◆ REQUEST
Locate every line in the records below that contains the word "roof", and copy each of those lines.

Excerpts of bounding box data

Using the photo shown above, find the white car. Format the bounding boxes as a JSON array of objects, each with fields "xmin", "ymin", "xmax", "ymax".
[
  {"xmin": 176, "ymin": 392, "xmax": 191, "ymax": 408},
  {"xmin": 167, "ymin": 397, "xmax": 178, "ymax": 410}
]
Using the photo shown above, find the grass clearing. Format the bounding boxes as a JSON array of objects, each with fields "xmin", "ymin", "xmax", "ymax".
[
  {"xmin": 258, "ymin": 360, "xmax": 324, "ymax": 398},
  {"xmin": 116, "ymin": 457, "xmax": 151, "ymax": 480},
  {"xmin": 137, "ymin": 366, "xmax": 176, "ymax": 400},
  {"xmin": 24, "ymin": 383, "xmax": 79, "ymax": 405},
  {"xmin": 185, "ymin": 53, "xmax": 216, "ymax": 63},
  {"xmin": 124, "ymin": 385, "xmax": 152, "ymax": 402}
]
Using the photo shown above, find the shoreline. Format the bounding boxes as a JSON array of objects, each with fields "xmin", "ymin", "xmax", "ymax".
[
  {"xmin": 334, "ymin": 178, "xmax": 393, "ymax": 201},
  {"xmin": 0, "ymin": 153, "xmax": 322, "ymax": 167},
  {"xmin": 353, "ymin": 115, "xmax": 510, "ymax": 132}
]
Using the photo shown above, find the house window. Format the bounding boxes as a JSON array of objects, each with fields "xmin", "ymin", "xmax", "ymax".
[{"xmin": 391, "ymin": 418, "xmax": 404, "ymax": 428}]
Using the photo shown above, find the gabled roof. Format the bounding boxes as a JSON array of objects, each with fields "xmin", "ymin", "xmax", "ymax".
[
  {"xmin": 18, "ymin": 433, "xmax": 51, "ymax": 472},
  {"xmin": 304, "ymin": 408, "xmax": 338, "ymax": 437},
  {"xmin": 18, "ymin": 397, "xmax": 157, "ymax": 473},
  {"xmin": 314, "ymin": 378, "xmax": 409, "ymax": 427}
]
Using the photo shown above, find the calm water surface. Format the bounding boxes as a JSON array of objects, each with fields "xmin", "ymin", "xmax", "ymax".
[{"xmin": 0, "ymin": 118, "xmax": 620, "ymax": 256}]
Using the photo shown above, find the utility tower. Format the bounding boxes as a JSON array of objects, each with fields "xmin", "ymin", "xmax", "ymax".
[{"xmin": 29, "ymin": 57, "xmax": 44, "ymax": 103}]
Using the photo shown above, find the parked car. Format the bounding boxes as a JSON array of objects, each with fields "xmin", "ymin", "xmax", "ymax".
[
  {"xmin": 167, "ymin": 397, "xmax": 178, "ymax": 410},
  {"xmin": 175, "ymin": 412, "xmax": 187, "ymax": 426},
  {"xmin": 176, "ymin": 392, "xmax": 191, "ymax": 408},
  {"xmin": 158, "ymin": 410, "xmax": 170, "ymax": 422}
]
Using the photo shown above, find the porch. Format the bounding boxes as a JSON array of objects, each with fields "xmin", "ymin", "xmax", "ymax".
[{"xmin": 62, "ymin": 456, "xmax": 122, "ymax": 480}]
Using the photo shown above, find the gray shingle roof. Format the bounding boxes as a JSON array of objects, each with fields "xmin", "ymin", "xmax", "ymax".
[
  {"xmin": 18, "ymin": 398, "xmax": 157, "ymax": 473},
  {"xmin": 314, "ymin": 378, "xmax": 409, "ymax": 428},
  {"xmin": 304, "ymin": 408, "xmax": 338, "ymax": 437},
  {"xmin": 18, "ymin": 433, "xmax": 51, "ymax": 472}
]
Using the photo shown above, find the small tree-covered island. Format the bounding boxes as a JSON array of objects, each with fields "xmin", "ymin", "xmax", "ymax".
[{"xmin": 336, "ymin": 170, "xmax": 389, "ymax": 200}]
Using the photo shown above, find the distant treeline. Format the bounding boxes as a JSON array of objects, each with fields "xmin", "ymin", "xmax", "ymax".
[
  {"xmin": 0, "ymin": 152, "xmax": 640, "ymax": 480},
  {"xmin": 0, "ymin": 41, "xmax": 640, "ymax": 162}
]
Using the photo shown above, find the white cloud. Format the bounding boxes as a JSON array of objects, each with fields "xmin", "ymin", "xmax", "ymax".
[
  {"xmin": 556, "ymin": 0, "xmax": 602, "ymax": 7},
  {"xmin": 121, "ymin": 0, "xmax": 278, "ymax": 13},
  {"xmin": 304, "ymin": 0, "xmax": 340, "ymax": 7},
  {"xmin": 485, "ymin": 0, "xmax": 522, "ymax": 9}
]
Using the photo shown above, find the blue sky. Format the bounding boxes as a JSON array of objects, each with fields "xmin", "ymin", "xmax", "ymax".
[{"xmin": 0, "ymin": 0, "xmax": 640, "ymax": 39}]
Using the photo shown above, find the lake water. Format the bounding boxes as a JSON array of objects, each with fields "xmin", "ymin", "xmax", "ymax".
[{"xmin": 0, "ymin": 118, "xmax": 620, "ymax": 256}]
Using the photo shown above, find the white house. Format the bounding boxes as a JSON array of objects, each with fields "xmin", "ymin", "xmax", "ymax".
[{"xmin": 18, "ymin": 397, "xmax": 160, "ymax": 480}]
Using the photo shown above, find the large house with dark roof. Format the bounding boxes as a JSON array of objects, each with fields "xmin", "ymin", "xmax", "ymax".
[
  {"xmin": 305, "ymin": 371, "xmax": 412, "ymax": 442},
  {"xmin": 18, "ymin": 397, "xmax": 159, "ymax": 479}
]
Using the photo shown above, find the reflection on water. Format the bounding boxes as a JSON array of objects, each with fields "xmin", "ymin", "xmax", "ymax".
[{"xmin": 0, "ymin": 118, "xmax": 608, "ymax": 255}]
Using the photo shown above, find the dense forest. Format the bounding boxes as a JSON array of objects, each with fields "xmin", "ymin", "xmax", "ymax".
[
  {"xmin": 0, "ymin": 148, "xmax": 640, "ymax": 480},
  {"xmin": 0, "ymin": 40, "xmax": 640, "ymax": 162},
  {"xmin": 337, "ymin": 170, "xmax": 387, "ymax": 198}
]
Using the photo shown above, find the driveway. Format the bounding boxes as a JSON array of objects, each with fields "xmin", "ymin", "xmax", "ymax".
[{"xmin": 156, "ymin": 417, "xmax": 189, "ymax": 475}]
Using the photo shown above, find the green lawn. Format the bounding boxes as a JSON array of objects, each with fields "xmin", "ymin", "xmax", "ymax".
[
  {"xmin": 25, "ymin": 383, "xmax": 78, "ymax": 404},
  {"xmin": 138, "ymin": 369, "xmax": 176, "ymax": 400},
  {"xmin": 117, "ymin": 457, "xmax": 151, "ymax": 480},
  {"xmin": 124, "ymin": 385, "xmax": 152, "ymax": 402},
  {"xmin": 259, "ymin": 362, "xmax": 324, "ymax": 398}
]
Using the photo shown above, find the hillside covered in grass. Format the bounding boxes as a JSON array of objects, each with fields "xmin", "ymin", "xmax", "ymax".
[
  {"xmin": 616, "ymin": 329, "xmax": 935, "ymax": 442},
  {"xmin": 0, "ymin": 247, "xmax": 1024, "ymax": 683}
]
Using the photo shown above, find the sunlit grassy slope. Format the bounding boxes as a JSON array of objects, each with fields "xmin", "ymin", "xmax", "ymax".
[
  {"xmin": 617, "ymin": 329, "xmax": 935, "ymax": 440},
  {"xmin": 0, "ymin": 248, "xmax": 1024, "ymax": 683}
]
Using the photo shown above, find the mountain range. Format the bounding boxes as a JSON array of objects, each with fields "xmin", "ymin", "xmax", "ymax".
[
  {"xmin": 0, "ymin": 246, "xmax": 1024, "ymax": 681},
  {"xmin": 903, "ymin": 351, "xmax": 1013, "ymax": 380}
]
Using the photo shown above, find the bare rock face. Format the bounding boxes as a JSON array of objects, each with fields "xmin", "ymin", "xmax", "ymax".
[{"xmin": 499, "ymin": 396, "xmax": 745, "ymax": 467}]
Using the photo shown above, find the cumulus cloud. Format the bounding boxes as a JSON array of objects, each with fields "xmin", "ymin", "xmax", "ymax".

◆ ANSWER TO THE EXERCISE
Using the photo shown above, find the gabled roof. Format the bounding boxes as a JSON array of objects, each with fields "xmin", "ymin", "xmax", "ymax".
Using the photo shown above, find the gray shingle roof. Format the bounding boxes as a JSON array of objects, each with fields "xmin", "ymin", "xmax", "ymax".
Using the photo shown above, find the large house with dark roof. Format the bounding boxes as a JSON array of objects, each with fields "xmin", "ymin", "xmax", "ymax".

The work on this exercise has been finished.